╭─ Page extract

The poet Kabir said, “The flute of the infinite is played without ceasing, and its sound is love.” I began to understand the deeper meaning of those words as I experienced my spirit returning to my body, and my body returning to its true nature. I am not—at least, my essential nature is not—that tense, jaw-clenched woman I made of myself through a difficult day. I am the one who inhabits this body with joy despite the indignities of aging; I am the one who walks through my days with heart open, extended, out-reaching. I want to remember these things about myself when I’m at risk of forgetting who I really am.

When this second piece of music ended, I was myself again, restored to my best nature. My daughter looked up from her book, and, this time, her smile was genuine. In that moment, we saw the other with fresh eyes. I thought of the countless times I have attempted to control or change something by talking it out, often to the point of complete exhaustion, most times to no good purpose. Nothing moved. Nothing improved. Yet, this time, there was an experience of gentle, genuine transformation, accomplished without one word between us spoken in haste or unkindness or frustration. Neither of us attempting to change the other; both of us simply present to the trials of a long, hard day…and to the sounds of music touching our weary spirits. The flute of the infinite is played without ceasing, and its sound is love.

In the course of this one day, I discovered that music has the power to connect me, outward, to the Heart of the Universe, whatever name I attribute to it. And, at the same time, music connects me, inward, to my own True Heart. I imagine that, whenever we face a conflict, as individuals or as a world people, we might better listen to music before we utter a word. We could let music work on our spirits, drawing us into wise, gentle alignment with our highest impulses and actions, before we work on our problems. The question that begs asking is this: How might our world be different if we agreed to one simple change: no words until the music has played to completion?

It’s been said, many times, that music is the universal language. I believe this to be true, but not the whole truth. I suspect music works on us to call out and activate a natural, inborn presence-of-resilience at the core of the human spirit. It tunes us to something deep and old at the center of our being, something in our very marrow that transcends time and even differences to align us with the knowledge that we all emerge from One Sound, and become that sound again when we depart this world. Music returns us to a condition of inner harmony, what the Dineh or Navajo people call hozrah, with the Heart of Creation. The haunting echoes of the didgeridoo are not outside us, but tones that resonate in every cell of our bodies. Is it any wonder that plants respond to music by growing more rapidly and abundantly, or that babies calm when mothers and fathers croon softly to them?

╰─
╭─ Input data

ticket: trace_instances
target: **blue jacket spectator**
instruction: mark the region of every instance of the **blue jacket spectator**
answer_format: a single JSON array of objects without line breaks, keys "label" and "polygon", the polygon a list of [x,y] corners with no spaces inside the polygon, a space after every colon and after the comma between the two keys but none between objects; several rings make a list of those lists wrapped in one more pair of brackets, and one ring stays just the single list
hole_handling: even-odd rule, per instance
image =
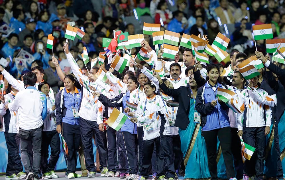
[{"label": "blue jacket spectator", "polygon": [[189,33],[190,28],[187,27],[187,23],[182,23],[181,22],[183,14],[183,13],[180,11],[176,11],[174,15],[174,18],[168,23],[167,30],[178,33]]},{"label": "blue jacket spectator", "polygon": [[24,13],[21,10],[14,11],[13,13],[13,17],[10,20],[9,26],[15,29],[14,33],[19,34],[20,32],[26,28],[26,25],[22,22],[25,17]]},{"label": "blue jacket spectator", "polygon": [[[41,48],[41,46],[42,48]],[[33,55],[35,59],[39,59],[42,61],[43,64],[43,68],[46,69],[49,67],[48,60],[50,55],[46,51],[46,47],[43,42],[38,41],[35,45],[35,51],[36,53]]]},{"label": "blue jacket spectator", "polygon": [[6,58],[11,55],[13,58],[14,52],[21,49],[16,45],[19,40],[19,37],[17,34],[12,33],[9,36],[8,42],[4,45],[0,51],[0,54],[3,57]]}]

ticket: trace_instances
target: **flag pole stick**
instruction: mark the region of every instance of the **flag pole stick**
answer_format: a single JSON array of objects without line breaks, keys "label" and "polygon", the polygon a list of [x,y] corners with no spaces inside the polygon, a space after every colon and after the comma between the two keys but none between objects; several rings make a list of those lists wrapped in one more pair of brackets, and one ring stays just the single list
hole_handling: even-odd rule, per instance
[{"label": "flag pole stick", "polygon": [[85,65],[85,67],[86,68],[86,69],[87,70],[87,72],[88,72],[88,73],[89,74],[89,71],[88,71],[88,68],[87,68],[87,67],[86,66],[86,65],[85,64],[85,63],[84,63],[84,65]]}]

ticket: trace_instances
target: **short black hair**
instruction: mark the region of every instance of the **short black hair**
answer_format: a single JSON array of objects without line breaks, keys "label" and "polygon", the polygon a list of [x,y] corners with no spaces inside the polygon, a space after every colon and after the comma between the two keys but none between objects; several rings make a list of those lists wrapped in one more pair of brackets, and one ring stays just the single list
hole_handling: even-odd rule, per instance
[{"label": "short black hair", "polygon": [[152,82],[151,82],[150,81],[148,81],[144,83],[144,86],[145,86],[145,85],[148,85],[149,86],[150,86],[150,87],[151,87],[151,88],[154,88],[154,89],[155,89],[155,90],[154,90],[154,92],[155,93],[155,91],[156,90],[156,87],[154,85],[154,83]]},{"label": "short black hair", "polygon": [[13,11],[13,17],[15,19],[17,19],[22,13],[23,13],[23,11],[21,9],[17,9],[17,10]]},{"label": "short black hair", "polygon": [[36,82],[36,76],[32,72],[28,72],[24,75],[23,79],[24,80],[24,84],[25,85],[33,86]]},{"label": "short black hair", "polygon": [[239,51],[236,49],[234,49],[231,52],[231,54],[230,54],[230,57],[231,57],[233,56],[233,54],[235,53],[239,53]]},{"label": "short black hair", "polygon": [[[40,60],[39,60],[39,59],[36,59],[35,60],[34,60],[34,61],[32,62],[32,64],[33,63],[37,63],[37,64],[38,65],[38,66],[42,67],[42,67],[44,66],[44,63],[43,63],[42,61]],[[37,67],[38,66],[36,66],[36,67]],[[34,68],[33,68],[33,69],[34,67],[34,67]]]},{"label": "short black hair", "polygon": [[30,37],[32,38],[32,40],[33,40],[33,36],[32,36],[32,35],[30,34],[29,34],[25,36],[24,37],[24,40],[25,41],[26,39],[28,37]]},{"label": "short black hair", "polygon": [[40,73],[42,74],[44,73],[44,69],[42,68],[42,67],[40,66],[35,66],[32,69],[32,71],[34,71],[34,70],[35,70],[36,69],[38,69],[39,71],[40,72]]},{"label": "short black hair", "polygon": [[189,66],[185,70],[185,75],[187,75],[188,74],[188,71],[191,69],[194,69],[195,67],[194,66]]},{"label": "short black hair", "polygon": [[235,56],[235,59],[237,59],[241,57],[242,57],[243,59],[247,59],[247,55],[245,53],[240,52],[237,54],[237,55]]},{"label": "short black hair", "polygon": [[45,84],[47,84],[48,85],[48,86],[49,87],[50,87],[50,86],[49,84],[48,84],[48,83],[47,82],[44,81],[43,82],[42,82],[38,84],[38,90],[41,91],[41,89],[42,89],[42,87]]},{"label": "short black hair", "polygon": [[11,33],[10,34],[10,35],[8,36],[8,40],[10,40],[13,37],[16,37],[18,39],[18,40],[19,40],[19,36],[16,33]]},{"label": "short black hair", "polygon": [[178,66],[178,67],[179,67],[179,69],[180,70],[180,71],[181,71],[181,66],[180,65],[180,64],[177,63],[174,63],[170,65],[170,66],[169,66],[169,71],[171,71],[171,68],[173,66]]}]

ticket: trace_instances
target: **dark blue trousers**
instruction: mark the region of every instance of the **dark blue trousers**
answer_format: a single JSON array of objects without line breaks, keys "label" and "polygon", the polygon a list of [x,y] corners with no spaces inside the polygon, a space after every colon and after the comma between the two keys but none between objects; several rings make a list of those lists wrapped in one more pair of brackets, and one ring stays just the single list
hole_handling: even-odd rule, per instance
[{"label": "dark blue trousers", "polygon": [[179,135],[160,135],[160,144],[163,151],[166,178],[174,178],[175,171],[179,169],[183,159]]},{"label": "dark blue trousers", "polygon": [[[48,158],[48,146],[50,146],[50,156]],[[42,131],[40,168],[43,174],[53,171],[60,152],[60,140],[56,130]]]},{"label": "dark blue trousers", "polygon": [[[265,129],[265,127],[243,128],[243,137],[245,143],[256,148],[251,160],[245,162],[244,173],[249,176],[256,174],[256,180],[263,178],[266,146]],[[253,172],[254,169],[255,172]]]},{"label": "dark blue trousers", "polygon": [[115,130],[111,127],[106,132],[108,145],[107,167],[109,172],[112,171],[114,173],[117,169],[116,168],[116,166],[118,164],[116,132]]},{"label": "dark blue trousers", "polygon": [[97,150],[99,153],[100,170],[107,167],[107,139],[106,133],[99,130],[99,125],[96,121],[85,120],[80,118],[80,129],[81,141],[85,158],[86,169],[89,172],[95,172],[96,167],[94,164],[94,155],[93,151],[93,136]]},{"label": "dark blue trousers", "polygon": [[6,175],[16,175],[23,171],[21,157],[19,154],[20,137],[18,134],[4,132],[6,144],[8,149],[8,162],[6,169]]},{"label": "dark blue trousers", "polygon": [[[149,172],[151,172],[152,165],[153,166],[154,165],[155,166],[157,173],[156,177],[158,178],[159,176],[164,175],[162,171],[164,164],[164,158],[163,151],[160,143],[160,137],[151,140],[143,140],[142,151],[142,161],[141,175],[146,179],[148,178]],[[152,155],[153,153],[155,146],[157,160],[156,162],[154,162],[155,163],[152,163]]]},{"label": "dark blue trousers", "polygon": [[63,138],[66,142],[68,149],[68,155],[66,156],[67,161],[66,173],[67,174],[75,173],[77,162],[77,152],[79,149],[81,137],[80,126],[62,123]]}]

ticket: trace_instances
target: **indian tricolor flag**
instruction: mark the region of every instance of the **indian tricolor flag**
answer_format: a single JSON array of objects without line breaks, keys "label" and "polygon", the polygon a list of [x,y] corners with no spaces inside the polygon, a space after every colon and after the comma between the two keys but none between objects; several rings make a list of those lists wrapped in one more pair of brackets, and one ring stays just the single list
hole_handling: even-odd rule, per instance
[{"label": "indian tricolor flag", "polygon": [[97,63],[97,61],[98,60],[98,58],[96,57],[94,59],[92,59],[91,60],[91,67],[92,68],[93,67],[95,66],[95,65],[96,64],[96,63]]},{"label": "indian tricolor flag", "polygon": [[159,76],[162,77],[165,76],[165,72],[163,69],[162,67],[160,69],[154,69],[154,71],[156,72],[159,75]]},{"label": "indian tricolor flag", "polygon": [[114,108],[106,123],[112,128],[119,131],[127,119],[127,116],[117,108]]},{"label": "indian tricolor flag", "polygon": [[217,92],[217,97],[219,97],[222,101],[227,103],[235,95],[235,93],[230,90],[218,88]]},{"label": "indian tricolor flag", "polygon": [[54,37],[52,35],[49,34],[48,35],[48,41],[46,42],[46,48],[49,49],[52,49],[52,45],[53,44]]},{"label": "indian tricolor flag", "polygon": [[78,38],[79,40],[81,40],[84,35],[85,35],[85,33],[78,27],[75,27],[74,28],[77,29],[77,32],[76,32],[76,37]]},{"label": "indian tricolor flag", "polygon": [[194,50],[195,51],[195,58],[197,61],[210,64],[208,56],[203,53],[199,53],[196,49],[194,49]]},{"label": "indian tricolor flag", "polygon": [[81,54],[81,56],[82,57],[82,59],[84,62],[84,63],[86,64],[89,62],[89,56],[88,56],[88,53],[87,52],[87,50],[86,49],[86,47],[84,46],[83,47],[83,53]]},{"label": "indian tricolor flag", "polygon": [[210,45],[208,44],[207,46],[205,47],[204,51],[211,56],[213,56],[215,54],[217,53],[217,50],[214,49]]},{"label": "indian tricolor flag", "polygon": [[127,65],[128,60],[123,57],[117,56],[114,61],[111,63],[111,67],[120,73],[123,72]]},{"label": "indian tricolor flag", "polygon": [[219,62],[221,62],[227,59],[229,59],[229,55],[226,51],[222,50],[218,47],[216,47],[217,49],[217,53],[214,55],[214,56],[216,58]]},{"label": "indian tricolor flag", "polygon": [[152,33],[152,42],[153,45],[161,44],[163,43],[164,31],[159,31]]},{"label": "indian tricolor flag", "polygon": [[3,81],[3,75],[0,75],[0,88],[1,89],[4,87],[4,81]]},{"label": "indian tricolor flag", "polygon": [[97,79],[102,81],[103,82],[105,82],[107,80],[107,76],[106,76],[105,72],[102,70],[101,67],[99,68],[95,76],[97,78]]},{"label": "indian tricolor flag", "polygon": [[137,57],[141,61],[144,61],[149,59],[147,55],[147,51],[143,47],[141,48],[139,51],[137,55]]},{"label": "indian tricolor flag", "polygon": [[131,103],[127,101],[126,101],[126,105],[128,107],[129,107],[131,109],[133,109],[134,110],[137,110],[137,109],[138,107],[138,105],[135,104]]},{"label": "indian tricolor flag", "polygon": [[70,25],[68,25],[66,27],[66,30],[65,31],[65,35],[64,37],[68,39],[71,39],[72,38],[72,33],[73,32],[73,27]]},{"label": "indian tricolor flag", "polygon": [[105,59],[106,57],[105,56],[105,52],[100,52],[99,54],[99,57],[98,57],[98,62],[100,65],[102,65],[104,63],[105,61]]},{"label": "indian tricolor flag", "polygon": [[273,33],[271,24],[266,24],[255,25],[252,27],[254,35],[254,40],[272,39],[273,38]]},{"label": "indian tricolor flag", "polygon": [[213,45],[220,48],[221,49],[225,51],[230,42],[230,40],[225,36],[219,33],[215,38],[212,45]]},{"label": "indian tricolor flag", "polygon": [[281,42],[281,40],[280,39],[266,39],[266,52],[274,53],[277,49]]},{"label": "indian tricolor flag", "polygon": [[160,31],[160,24],[150,24],[144,22],[143,33],[152,35],[152,33]]},{"label": "indian tricolor flag", "polygon": [[178,53],[178,47],[168,44],[164,44],[163,47],[162,56],[164,57],[174,59],[175,55]]},{"label": "indian tricolor flag", "polygon": [[163,37],[163,43],[178,46],[180,37],[180,34],[179,33],[165,30]]},{"label": "indian tricolor flag", "polygon": [[277,51],[275,51],[272,56],[272,61],[277,61],[278,63],[284,64],[284,59],[281,56],[280,54],[278,53]]},{"label": "indian tricolor flag", "polygon": [[180,44],[179,45],[182,47],[186,47],[189,49],[192,49],[191,47],[191,42],[189,41],[189,39],[191,36],[190,35],[183,33],[182,35],[182,37],[180,41]]},{"label": "indian tricolor flag", "polygon": [[245,143],[242,138],[241,137],[240,138],[241,143],[241,156],[244,163],[246,159],[250,160],[253,153],[255,151],[255,148]]},{"label": "indian tricolor flag", "polygon": [[282,47],[279,49],[277,49],[277,52],[283,58],[285,58],[285,47]]},{"label": "indian tricolor flag", "polygon": [[259,75],[257,70],[253,65],[240,69],[239,72],[246,79],[249,79]]},{"label": "indian tricolor flag", "polygon": [[143,35],[135,34],[128,36],[128,39],[130,48],[141,46],[141,43],[143,40]]}]

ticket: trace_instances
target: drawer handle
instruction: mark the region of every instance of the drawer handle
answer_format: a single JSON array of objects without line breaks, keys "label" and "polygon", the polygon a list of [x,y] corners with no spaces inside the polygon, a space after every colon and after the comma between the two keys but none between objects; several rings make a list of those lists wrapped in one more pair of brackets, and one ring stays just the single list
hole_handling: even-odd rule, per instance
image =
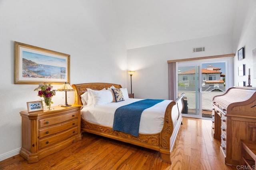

╰─

## Things to do
• A. In the essay on music and the spirit, what condition does the Dineh or Navajo word hozrah name?
• B. Please extend the essay on music and the human spirit, picking up right after its final sentence.

## Responses per task
• A. A condition of inner harmony with the Heart of Creation.

• B.
Perhaps music helps us to remember our original home, the first sounds we heard before we incarnated as these persons we call by individual names. This reminds me of my days long ago as a nurse on a neonatal intensive care unit, before medical science advanced the capacity to provide prematurely born babies with care adequate to sustain their lives. Keeping preemies alive then was always a hit-or-miss proposition. We gave each baby every tool we had in our medicine bundles, every chance at life, even though we couldn’t save every one. We could sing to them, and we did. Soft lullabies whispered in their little ears. Loud, happy songs to capture their attention and stimulate their responsiveness. We crooned to them and rocked them. When they were well enough, we held them close against our hearts and gently danced life from our strong and healthy bodies into their fragile ones.

The Native American people have a tradition of singing a laboring mother through to the birth of her child; another song is sung to the newborn infant, a way to welcome the baby to his or her earthly family and home. They sing again as they hold their babies in their grandfathers arms, raised to the sky, when the Creator’s blessing is requested on that child’s life. They sing this same song one final time, as this boy or girl, now old, dies and is returned to the arms and heart of the Creator. One song that follows him or her throughout life. A song that belongs to that one person alone. When Native Americans who are worried about a loved one’s state of sorrow or depression, the question they ask is, “When did you stop singing?”
The indigenous peoples remember that music is a soothing, healing force at our important life passages.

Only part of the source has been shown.